Requirements:
Rewrite the records between the line containing "request: draw the outline of every instance of the white" and the line containing "L 249 175 L", inclusive, including the requests. Multiply every number in the answers, both the viewBox dimensions and the path coordinates, by 1.1 and round each result to a whole number, with halves rounding up.

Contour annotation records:
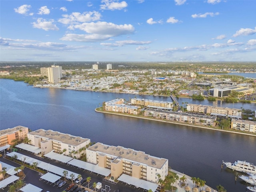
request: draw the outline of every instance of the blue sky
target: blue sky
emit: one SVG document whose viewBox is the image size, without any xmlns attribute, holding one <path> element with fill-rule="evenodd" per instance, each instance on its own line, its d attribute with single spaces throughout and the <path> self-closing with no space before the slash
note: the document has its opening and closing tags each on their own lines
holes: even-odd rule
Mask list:
<svg viewBox="0 0 256 192">
<path fill-rule="evenodd" d="M 2 61 L 256 61 L 255 0 L 0 3 Z"/>
</svg>

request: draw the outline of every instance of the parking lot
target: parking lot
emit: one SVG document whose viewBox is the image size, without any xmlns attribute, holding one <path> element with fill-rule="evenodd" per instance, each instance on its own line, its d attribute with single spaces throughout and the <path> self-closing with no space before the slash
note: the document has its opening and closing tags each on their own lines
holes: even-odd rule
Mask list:
<svg viewBox="0 0 256 192">
<path fill-rule="evenodd" d="M 26 175 L 26 177 L 24 179 L 25 183 L 26 184 L 30 183 L 41 188 L 43 189 L 43 192 L 48 191 L 50 192 L 60 192 L 63 191 L 66 191 L 66 192 L 72 191 L 81 192 L 82 191 L 85 192 L 86 190 L 90 192 L 94 192 L 95 189 L 93 187 L 93 184 L 94 182 L 96 183 L 98 182 L 100 182 L 102 183 L 102 186 L 100 188 L 96 189 L 96 191 L 97 192 L 129 192 L 134 191 L 146 191 L 146 190 L 140 188 L 137 188 L 135 186 L 129 185 L 122 182 L 119 182 L 116 184 L 114 184 L 113 182 L 110 182 L 105 179 L 105 176 L 104 176 L 99 175 L 89 171 L 84 170 L 84 169 L 69 165 L 66 163 L 61 163 L 54 160 L 51 160 L 47 158 L 40 158 L 36 156 L 33 153 L 25 150 L 19 150 L 17 152 L 25 155 L 38 159 L 46 163 L 50 163 L 51 164 L 58 166 L 63 168 L 64 169 L 67 170 L 68 171 L 69 170 L 70 172 L 73 172 L 78 174 L 80 174 L 83 179 L 81 181 L 81 185 L 79 184 L 79 182 L 77 184 L 76 183 L 75 181 L 73 182 L 74 186 L 77 186 L 77 188 L 76 189 L 74 189 L 74 188 L 71 188 L 70 189 L 66 190 L 69 185 L 72 183 L 72 181 L 70 180 L 67 179 L 66 181 L 64 181 L 64 178 L 63 177 L 62 177 L 60 180 L 66 181 L 66 183 L 64 183 L 60 186 L 58 186 L 58 184 L 56 184 L 56 182 L 55 183 L 51 183 L 40 178 L 40 177 L 43 175 L 42 174 L 34 170 L 25 167 L 23 170 L 23 172 Z M 3 155 L 2 157 L 0 157 L 1 162 L 4 162 L 16 167 L 20 166 L 20 164 L 4 158 L 4 155 Z M 50 170 L 49 171 L 50 171 Z M 88 177 L 90 177 L 91 178 L 89 183 L 88 182 L 86 181 L 86 178 Z M 0 191 L 1 192 L 7 192 L 9 188 L 9 186 L 12 184 L 9 184 L 9 186 L 7 186 L 6 187 L 5 187 L 3 190 L 2 189 L 0 189 Z M 82 189 L 79 190 L 78 189 L 79 188 L 82 188 Z"/>
</svg>

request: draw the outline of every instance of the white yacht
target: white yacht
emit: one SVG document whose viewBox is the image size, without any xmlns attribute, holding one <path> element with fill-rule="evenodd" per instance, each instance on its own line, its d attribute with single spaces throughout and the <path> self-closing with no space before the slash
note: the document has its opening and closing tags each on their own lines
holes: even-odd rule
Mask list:
<svg viewBox="0 0 256 192">
<path fill-rule="evenodd" d="M 238 177 L 246 183 L 256 186 L 256 174 L 248 174 L 249 175 L 240 175 Z"/>
<path fill-rule="evenodd" d="M 238 160 L 235 162 L 234 163 L 224 162 L 222 161 L 222 163 L 226 165 L 227 168 L 233 170 L 256 174 L 256 166 L 252 163 L 246 162 L 245 161 Z"/>
<path fill-rule="evenodd" d="M 250 191 L 253 191 L 254 192 L 256 192 L 256 187 L 247 187 L 247 188 Z"/>
</svg>

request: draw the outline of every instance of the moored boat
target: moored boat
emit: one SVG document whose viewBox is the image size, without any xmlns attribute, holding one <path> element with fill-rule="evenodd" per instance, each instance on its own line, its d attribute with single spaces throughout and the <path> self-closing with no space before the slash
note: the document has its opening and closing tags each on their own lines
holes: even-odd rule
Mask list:
<svg viewBox="0 0 256 192">
<path fill-rule="evenodd" d="M 256 192 L 256 187 L 247 187 L 246 188 L 249 190 L 250 191 L 253 191 L 254 192 Z"/>
<path fill-rule="evenodd" d="M 228 168 L 233 170 L 256 174 L 256 166 L 251 163 L 246 162 L 245 161 L 238 160 L 235 162 L 234 163 L 224 162 L 222 161 L 222 164 L 225 164 Z"/>
<path fill-rule="evenodd" d="M 240 175 L 238 177 L 246 183 L 256 186 L 256 174 L 248 174 L 249 175 Z"/>
</svg>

Answer for this exercise:
request: draw the outline of every instance of the white yacht
target: white yacht
emit: one SVG document whose viewBox is the image size, without any xmlns attribute, holding one <path> element with fill-rule="evenodd" per instance, each instance on its own line, its d attribute with single spaces throughout and the <path> self-closing with no space before the slash
note: the document has its opening and closing tags each on their own lines
holes: even-odd rule
Mask list:
<svg viewBox="0 0 282 211">
<path fill-rule="evenodd" d="M 262 195 L 271 201 L 282 205 L 282 191 L 273 191 L 274 193 L 264 193 Z"/>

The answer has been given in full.